> _Exercise task_:
Rewrite all of the records below with every occurrence of "thickest part" replaced by "widest part" and everything else left unchanged. Leave the pictures out of your answer.

** start **

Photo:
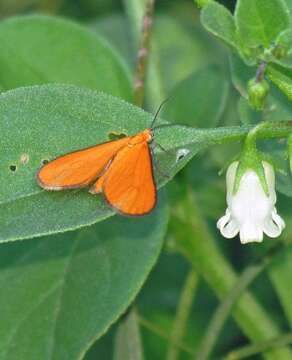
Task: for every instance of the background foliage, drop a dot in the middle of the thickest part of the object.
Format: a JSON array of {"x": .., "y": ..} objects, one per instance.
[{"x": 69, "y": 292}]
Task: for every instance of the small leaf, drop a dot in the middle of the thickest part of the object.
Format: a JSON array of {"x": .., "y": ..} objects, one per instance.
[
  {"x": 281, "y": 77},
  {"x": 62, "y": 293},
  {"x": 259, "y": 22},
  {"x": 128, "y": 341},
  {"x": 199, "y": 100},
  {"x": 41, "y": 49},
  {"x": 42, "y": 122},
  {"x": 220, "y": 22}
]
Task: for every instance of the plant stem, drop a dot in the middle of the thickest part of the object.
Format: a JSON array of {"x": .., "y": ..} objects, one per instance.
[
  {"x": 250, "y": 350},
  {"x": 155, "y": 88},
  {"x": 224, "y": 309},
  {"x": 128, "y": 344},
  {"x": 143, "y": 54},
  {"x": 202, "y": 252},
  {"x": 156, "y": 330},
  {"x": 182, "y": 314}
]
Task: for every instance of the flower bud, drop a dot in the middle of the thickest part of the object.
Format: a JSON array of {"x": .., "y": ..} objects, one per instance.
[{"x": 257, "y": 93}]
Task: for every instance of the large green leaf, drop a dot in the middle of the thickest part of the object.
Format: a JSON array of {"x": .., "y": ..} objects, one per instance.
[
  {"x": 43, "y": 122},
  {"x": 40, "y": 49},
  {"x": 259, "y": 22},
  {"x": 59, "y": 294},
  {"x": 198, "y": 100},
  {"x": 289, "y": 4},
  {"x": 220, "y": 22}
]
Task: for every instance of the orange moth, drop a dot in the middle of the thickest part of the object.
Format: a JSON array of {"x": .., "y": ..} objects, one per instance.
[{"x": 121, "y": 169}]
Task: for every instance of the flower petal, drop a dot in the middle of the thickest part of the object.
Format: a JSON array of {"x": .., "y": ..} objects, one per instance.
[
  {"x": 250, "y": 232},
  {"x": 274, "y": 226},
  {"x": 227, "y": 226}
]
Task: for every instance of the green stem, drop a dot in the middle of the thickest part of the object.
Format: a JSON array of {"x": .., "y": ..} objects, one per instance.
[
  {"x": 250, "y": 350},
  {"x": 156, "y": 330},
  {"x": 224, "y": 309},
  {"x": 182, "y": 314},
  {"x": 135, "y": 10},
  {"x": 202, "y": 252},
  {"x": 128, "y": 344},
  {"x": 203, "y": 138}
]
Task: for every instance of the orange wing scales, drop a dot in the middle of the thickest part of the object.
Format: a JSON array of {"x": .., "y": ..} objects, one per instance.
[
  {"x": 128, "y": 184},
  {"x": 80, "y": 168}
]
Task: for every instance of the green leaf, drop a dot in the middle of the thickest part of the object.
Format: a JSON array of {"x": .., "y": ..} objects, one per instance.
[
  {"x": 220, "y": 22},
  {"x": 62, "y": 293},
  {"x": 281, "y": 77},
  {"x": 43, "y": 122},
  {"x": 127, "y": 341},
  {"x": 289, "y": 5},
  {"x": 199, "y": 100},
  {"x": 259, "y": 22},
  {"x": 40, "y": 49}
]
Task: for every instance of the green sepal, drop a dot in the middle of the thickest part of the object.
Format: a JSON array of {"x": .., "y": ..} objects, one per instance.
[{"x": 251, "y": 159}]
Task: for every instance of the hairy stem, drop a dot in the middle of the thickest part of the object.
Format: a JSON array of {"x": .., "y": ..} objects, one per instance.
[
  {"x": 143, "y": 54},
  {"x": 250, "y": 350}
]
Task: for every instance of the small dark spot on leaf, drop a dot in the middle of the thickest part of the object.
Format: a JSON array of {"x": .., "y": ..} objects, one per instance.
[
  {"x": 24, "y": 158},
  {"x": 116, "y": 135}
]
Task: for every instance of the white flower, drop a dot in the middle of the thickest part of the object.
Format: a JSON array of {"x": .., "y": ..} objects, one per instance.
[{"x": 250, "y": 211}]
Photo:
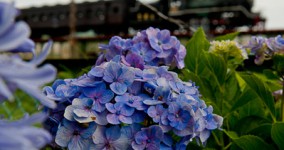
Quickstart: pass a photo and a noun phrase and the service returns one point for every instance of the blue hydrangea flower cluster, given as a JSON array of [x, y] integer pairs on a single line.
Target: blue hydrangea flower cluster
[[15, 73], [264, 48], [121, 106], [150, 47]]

** end **

> _Response for this exercise_:
Photo:
Task: for every instance of the background foliage, drop a dot in the middle of the widest part of the object.
Format: a JSON array of {"x": .., "y": ..} objects, one per instance.
[{"x": 69, "y": 292}]
Task: for every instance of the small leaf, drop a dot in the middle of the widest part of the object.
Format: a JSON array of {"x": .., "y": ..} objects, one per instance.
[
  {"x": 281, "y": 77},
  {"x": 62, "y": 293},
  {"x": 259, "y": 22},
  {"x": 128, "y": 341},
  {"x": 199, "y": 100},
  {"x": 41, "y": 49},
  {"x": 42, "y": 122},
  {"x": 220, "y": 22}
]
Task: for every instance of the plant stem, drop a dot in the middle of the widest part of the object.
Format: a JSON array of {"x": .., "y": ..} objects, one per instance.
[
  {"x": 250, "y": 350},
  {"x": 155, "y": 88},
  {"x": 224, "y": 309},
  {"x": 128, "y": 344},
  {"x": 143, "y": 54},
  {"x": 202, "y": 252},
  {"x": 156, "y": 330},
  {"x": 182, "y": 314}
]
Task: for every instance of the flower bud, drop a dot in the middle of the widest part of the object.
Format: a JSON array of {"x": .., "y": ..} objects, one per instance.
[{"x": 257, "y": 93}]
Task: for every instance of the large green leaf, drop a dot in the middle of the widest part of the object.
Format: a JSON array of {"x": .., "y": ..} objects, one per instance.
[
  {"x": 43, "y": 122},
  {"x": 40, "y": 49},
  {"x": 259, "y": 22},
  {"x": 59, "y": 294},
  {"x": 198, "y": 100},
  {"x": 289, "y": 4},
  {"x": 220, "y": 22}
]
Task: for every instance of the orange moth, drop a dot in the middle of the widest part of the object.
Format: a JSON array of {"x": .., "y": ..} objects, one per instance.
[{"x": 121, "y": 169}]
Task: for every instance of the flower petal, drop a dot in the middle of the widest part of the object.
Format: a JSON array of {"x": .., "y": ..} objects, one per instance.
[
  {"x": 250, "y": 232},
  {"x": 274, "y": 226},
  {"x": 227, "y": 226}
]
Task: for every instance of the green stem, drop a dot in the middle of the widest part of the object.
Format: a JSON array of {"x": .., "y": ..} objects, one per instance.
[
  {"x": 250, "y": 350},
  {"x": 156, "y": 330},
  {"x": 224, "y": 309},
  {"x": 182, "y": 314},
  {"x": 135, "y": 10},
  {"x": 202, "y": 252},
  {"x": 128, "y": 344},
  {"x": 203, "y": 138}
]
Task: for every instance of the orange wing scales, drop a dot in the middle of the widest part of the object.
Format: a JSON array of {"x": .., "y": ..} objects, one per instance.
[
  {"x": 128, "y": 184},
  {"x": 80, "y": 168}
]
Task: for every instance of the green leaf, drop a dot in the middle of the widest part of the object.
Format: a JSON array of {"x": .., "y": ..} objects, one per instance.
[
  {"x": 220, "y": 22},
  {"x": 62, "y": 293},
  {"x": 281, "y": 77},
  {"x": 43, "y": 122},
  {"x": 127, "y": 341},
  {"x": 289, "y": 5},
  {"x": 199, "y": 100},
  {"x": 259, "y": 22},
  {"x": 40, "y": 49}
]
Task: for every instance of the green sepal, drop a dot in the middle of the widest part of the object.
Format: a JSON array of {"x": .., "y": ..} objects, one per instance.
[{"x": 251, "y": 159}]
Task: for every instance of the hairy stem, drop a dot in the middle of the widest part of the object.
Format: a JSON array of {"x": .., "y": ..} objects, one per instance.
[
  {"x": 143, "y": 54},
  {"x": 250, "y": 350}
]
Task: for every instance of the small dark spot on leaf, drop a dot in the middle of the widest part of the object.
Format: a JSON array of {"x": .., "y": ..} objects, one per instance.
[
  {"x": 24, "y": 158},
  {"x": 116, "y": 135}
]
Task: for every instance of the white flower, drop a dot in the middle of the widest part of the object.
Format: a JSON array of {"x": .., "y": ..} objects, one per instance.
[{"x": 250, "y": 211}]
Photo:
Quickstart: pass a photo and a noun phrase and the service returns one point for every instance of the blue hydrangea flower cluster, given as a JSON array of [x, y] integer pairs on a single line.
Target: blue hydrangea flower cluster
[[15, 73], [264, 48], [121, 106], [150, 47]]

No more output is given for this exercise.